DIRECTIONS
Return the records verbatim.

Top of EXERCISE DATA

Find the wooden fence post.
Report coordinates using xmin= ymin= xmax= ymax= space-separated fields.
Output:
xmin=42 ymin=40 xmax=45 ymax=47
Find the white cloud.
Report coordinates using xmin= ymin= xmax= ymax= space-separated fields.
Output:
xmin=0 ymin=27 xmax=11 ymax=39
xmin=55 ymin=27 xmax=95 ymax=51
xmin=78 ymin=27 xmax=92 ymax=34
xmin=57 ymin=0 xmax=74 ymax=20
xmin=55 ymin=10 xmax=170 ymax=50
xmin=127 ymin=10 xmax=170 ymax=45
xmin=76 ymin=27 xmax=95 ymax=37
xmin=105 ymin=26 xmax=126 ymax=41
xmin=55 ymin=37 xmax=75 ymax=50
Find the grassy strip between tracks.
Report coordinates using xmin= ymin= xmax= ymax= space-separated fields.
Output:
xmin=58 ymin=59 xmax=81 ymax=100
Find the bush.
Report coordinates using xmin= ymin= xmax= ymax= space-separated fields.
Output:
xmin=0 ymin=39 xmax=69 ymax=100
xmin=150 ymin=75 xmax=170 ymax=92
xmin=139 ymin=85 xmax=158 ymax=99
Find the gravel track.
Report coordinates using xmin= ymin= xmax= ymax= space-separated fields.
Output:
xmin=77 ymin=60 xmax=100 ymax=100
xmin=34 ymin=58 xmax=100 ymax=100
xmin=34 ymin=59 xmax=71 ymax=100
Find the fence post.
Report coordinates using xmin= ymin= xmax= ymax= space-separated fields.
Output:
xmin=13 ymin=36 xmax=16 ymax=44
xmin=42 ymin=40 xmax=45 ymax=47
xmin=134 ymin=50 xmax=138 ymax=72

Bottom of EXERCISE DATA

RESULT OF THE TASK
Find the wooden fence post.
Report coordinates using xmin= ymin= xmax= ymax= space-separated fields.
Output:
xmin=42 ymin=40 xmax=45 ymax=47
Find the white cloud.
Report coordinates using xmin= ymin= xmax= ymax= space-separated fields.
Output:
xmin=0 ymin=27 xmax=11 ymax=39
xmin=55 ymin=27 xmax=95 ymax=51
xmin=78 ymin=27 xmax=92 ymax=34
xmin=57 ymin=0 xmax=74 ymax=20
xmin=55 ymin=10 xmax=170 ymax=50
xmin=127 ymin=10 xmax=170 ymax=45
xmin=76 ymin=27 xmax=95 ymax=37
xmin=105 ymin=26 xmax=126 ymax=41
xmin=55 ymin=37 xmax=75 ymax=50
Find the grassy strip between tracks.
Report coordinates using xmin= ymin= xmax= ymax= space-separated fields.
Output:
xmin=58 ymin=59 xmax=81 ymax=100
Find the bush.
Report coordinates using xmin= ymin= xmax= ymax= space-separated fields.
Output:
xmin=0 ymin=39 xmax=69 ymax=100
xmin=150 ymin=75 xmax=170 ymax=92
xmin=139 ymin=85 xmax=158 ymax=99
Find the gravel track.
Report coordinates using xmin= ymin= xmax= ymax= space-separated fields.
Output:
xmin=77 ymin=60 xmax=100 ymax=100
xmin=34 ymin=58 xmax=100 ymax=100
xmin=34 ymin=59 xmax=71 ymax=100
Find the fence post.
Report coordinates using xmin= ymin= xmax= ymax= space-separated fields.
Output:
xmin=13 ymin=36 xmax=16 ymax=44
xmin=42 ymin=40 xmax=45 ymax=47
xmin=134 ymin=50 xmax=138 ymax=72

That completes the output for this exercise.